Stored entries
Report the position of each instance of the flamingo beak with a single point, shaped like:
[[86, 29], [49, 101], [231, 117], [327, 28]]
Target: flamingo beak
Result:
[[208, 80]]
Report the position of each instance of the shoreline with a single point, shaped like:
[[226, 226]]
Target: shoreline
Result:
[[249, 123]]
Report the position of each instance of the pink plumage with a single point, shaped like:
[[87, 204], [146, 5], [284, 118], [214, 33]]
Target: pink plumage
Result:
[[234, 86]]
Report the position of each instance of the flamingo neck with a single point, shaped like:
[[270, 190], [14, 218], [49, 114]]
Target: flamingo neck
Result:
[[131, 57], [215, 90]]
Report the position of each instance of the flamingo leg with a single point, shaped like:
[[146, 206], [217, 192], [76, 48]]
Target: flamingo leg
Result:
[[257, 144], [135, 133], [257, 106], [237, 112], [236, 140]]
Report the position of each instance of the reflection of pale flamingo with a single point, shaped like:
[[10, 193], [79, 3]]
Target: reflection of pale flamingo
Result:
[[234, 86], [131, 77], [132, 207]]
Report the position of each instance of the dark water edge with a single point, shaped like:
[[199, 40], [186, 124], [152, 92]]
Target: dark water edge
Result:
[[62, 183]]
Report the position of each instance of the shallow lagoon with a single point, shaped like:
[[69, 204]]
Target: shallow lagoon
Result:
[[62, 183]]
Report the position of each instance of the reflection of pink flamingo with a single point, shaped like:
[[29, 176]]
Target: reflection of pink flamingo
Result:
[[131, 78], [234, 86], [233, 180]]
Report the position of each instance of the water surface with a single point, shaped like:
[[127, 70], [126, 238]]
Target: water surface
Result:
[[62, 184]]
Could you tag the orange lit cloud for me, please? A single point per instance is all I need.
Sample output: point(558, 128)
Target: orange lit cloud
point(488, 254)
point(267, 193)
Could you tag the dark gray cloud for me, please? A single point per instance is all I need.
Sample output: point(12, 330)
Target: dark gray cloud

Exercise prompt:
Set down exactly, and only, the lines from the one containing "[[127, 70], [126, 238]]" to the final line of the data.

Response to this exercise:
[[127, 70], [126, 238]]
Target: water surface
Result:
[[62, 184]]
Could you tag the orange lit cloud for me, please? A single point per instance is all I need.
Sample output: point(558, 128)
Target: orange lit cloud
point(488, 254)
point(267, 193)
Could you tag the dark gray cloud for me, please? A single point per instance is all I need.
Sample output: point(12, 330)
Target: dark gray cloud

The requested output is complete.